» What the exercise asks
Produce a verbatim copy of the entries listed below.
-- Start Given data --
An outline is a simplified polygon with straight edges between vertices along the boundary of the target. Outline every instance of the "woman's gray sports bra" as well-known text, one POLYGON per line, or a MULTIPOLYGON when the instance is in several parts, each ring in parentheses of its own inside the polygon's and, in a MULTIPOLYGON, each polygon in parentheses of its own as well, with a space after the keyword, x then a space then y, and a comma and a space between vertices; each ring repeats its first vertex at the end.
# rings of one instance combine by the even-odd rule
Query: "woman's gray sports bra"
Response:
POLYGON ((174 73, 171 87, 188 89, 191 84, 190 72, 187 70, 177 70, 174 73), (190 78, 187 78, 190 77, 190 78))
-- End Given data --
» Written answer
An outline is a simplified polygon with straight edges between vertices along the boundary of the target. Outline every instance of the "woman's gray sports bra" as well-known text, one POLYGON per line, or a MULTIPOLYGON when the instance is in several parts, each ring in parentheses of its own inside the polygon's and, in a MULTIPOLYGON, each polygon in parentheses of its own as well, with a space after the keyword, x then a space then y, and a comma and a space between vertices; each ring repeats its first vertex at the end.
# rings of one instance combine by the even-odd rule
Query: "woman's gray sports bra"
Response:
POLYGON ((174 73, 171 87, 188 89, 191 84, 190 72, 187 70, 177 70, 174 73), (190 78, 187 78, 190 77, 190 78))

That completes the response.